• Data to process:
[Begin]
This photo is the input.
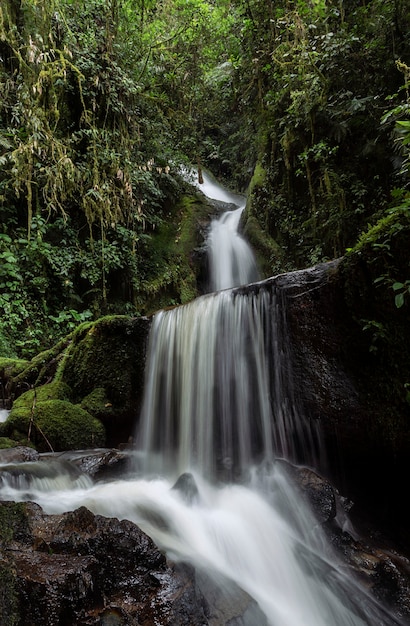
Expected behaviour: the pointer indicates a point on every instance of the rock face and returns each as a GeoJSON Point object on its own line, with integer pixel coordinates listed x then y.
{"type": "Point", "coordinates": [351, 390]}
{"type": "Point", "coordinates": [98, 372]}
{"type": "Point", "coordinates": [80, 569]}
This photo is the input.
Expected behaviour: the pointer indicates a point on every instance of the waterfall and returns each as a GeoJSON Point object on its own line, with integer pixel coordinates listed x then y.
{"type": "Point", "coordinates": [220, 404]}
{"type": "Point", "coordinates": [218, 390]}
{"type": "Point", "coordinates": [231, 260]}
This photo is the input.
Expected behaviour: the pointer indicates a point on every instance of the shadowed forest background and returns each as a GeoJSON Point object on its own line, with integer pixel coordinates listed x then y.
{"type": "Point", "coordinates": [303, 104]}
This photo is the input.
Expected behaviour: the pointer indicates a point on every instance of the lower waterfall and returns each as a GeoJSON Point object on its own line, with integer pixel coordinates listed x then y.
{"type": "Point", "coordinates": [208, 483]}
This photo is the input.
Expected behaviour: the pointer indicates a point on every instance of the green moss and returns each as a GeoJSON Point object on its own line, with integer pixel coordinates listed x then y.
{"type": "Point", "coordinates": [42, 367]}
{"type": "Point", "coordinates": [57, 424]}
{"type": "Point", "coordinates": [96, 403]}
{"type": "Point", "coordinates": [172, 275]}
{"type": "Point", "coordinates": [5, 442]}
{"type": "Point", "coordinates": [55, 390]}
{"type": "Point", "coordinates": [269, 254]}
{"type": "Point", "coordinates": [12, 367]}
[End]
• What to do:
Count the lines in the rows above that contain the string "GeoJSON", treating uppercase and lowercase as different, and reply with the number alone.

• Written answer:
5